■ **EXERCISE BRIEF**
Please repeat the material below word for word, from the line containing "Reviewer check: every instance of the window frame" through the end of the material, both included.

■ **PROVIDED RECORDS**
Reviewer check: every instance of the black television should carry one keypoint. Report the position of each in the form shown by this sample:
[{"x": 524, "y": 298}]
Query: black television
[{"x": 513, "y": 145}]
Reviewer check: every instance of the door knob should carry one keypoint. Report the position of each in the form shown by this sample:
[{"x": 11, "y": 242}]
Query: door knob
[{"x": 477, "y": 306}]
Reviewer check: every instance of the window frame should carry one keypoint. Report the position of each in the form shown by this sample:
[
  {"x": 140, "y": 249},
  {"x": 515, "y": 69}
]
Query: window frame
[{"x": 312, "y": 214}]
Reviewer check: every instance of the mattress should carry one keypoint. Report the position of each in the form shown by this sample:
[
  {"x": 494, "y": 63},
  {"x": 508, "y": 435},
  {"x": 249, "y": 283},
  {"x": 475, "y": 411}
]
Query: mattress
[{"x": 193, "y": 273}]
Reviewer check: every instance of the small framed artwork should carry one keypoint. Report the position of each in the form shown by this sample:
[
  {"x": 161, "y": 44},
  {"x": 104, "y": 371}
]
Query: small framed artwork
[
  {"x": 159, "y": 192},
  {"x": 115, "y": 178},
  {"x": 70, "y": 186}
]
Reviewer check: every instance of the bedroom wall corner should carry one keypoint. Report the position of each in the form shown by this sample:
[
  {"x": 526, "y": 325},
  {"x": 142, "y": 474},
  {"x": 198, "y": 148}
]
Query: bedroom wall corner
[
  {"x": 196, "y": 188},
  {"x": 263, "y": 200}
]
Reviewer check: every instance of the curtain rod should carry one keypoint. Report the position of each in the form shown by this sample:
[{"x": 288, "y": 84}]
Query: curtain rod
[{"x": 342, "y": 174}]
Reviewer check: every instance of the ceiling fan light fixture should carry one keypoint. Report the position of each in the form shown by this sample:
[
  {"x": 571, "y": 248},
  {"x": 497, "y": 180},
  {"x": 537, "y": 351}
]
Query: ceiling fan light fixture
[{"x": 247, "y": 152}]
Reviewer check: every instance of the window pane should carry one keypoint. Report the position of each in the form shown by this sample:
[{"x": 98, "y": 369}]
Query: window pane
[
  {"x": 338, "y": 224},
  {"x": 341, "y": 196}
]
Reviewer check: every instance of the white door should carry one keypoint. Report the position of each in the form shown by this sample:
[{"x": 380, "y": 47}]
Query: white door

■ **RESPONSE BELOW**
Reviewer check: every instance of the window frame should carry one keypoint. Report the position of each in the form shown by this sample:
[
  {"x": 140, "y": 249},
  {"x": 515, "y": 69}
]
Query: window frame
[{"x": 312, "y": 214}]
Reviewer check: every instance of the mattress should carry one keypoint. Report the position of each in the form shown by this sample:
[
  {"x": 494, "y": 63},
  {"x": 508, "y": 435},
  {"x": 249, "y": 283},
  {"x": 475, "y": 411}
]
Query: mattress
[{"x": 193, "y": 273}]
Reviewer check: every instance of the small framed artwork should carry one keypoint. Report the position of each in the form shown by this sample:
[
  {"x": 161, "y": 44},
  {"x": 104, "y": 371}
]
Query: small framed artwork
[
  {"x": 159, "y": 192},
  {"x": 115, "y": 178},
  {"x": 70, "y": 186}
]
Reviewer check: every instance of the bedroom wall corner should carry one keypoint. Report the position of each in the form shown by this sample:
[
  {"x": 526, "y": 325},
  {"x": 142, "y": 474},
  {"x": 198, "y": 148}
]
Query: bedroom wall corner
[
  {"x": 196, "y": 188},
  {"x": 263, "y": 200}
]
Reviewer check: every instance of the curtain rod should carry one keypoint. Report the position of each in the form shown by this sample:
[{"x": 288, "y": 84}]
Query: curtain rod
[{"x": 342, "y": 174}]
Reviewer check: every instance of the ceiling fan light fixture should carry one keypoint. Report the position of each in the form shown by this sample:
[
  {"x": 571, "y": 248},
  {"x": 497, "y": 180},
  {"x": 537, "y": 351}
]
Query: ceiling fan light fixture
[{"x": 247, "y": 152}]
Reviewer check: every instance of the window pane should carry one keypoint. Report the position of each in the form shown by this sample:
[{"x": 98, "y": 369}]
Query: window pane
[
  {"x": 338, "y": 224},
  {"x": 341, "y": 196}
]
Reviewer check: every instance of the white door should carry one keypoint. Report the position of each in the form shown by this sample:
[{"x": 380, "y": 47}]
Query: white door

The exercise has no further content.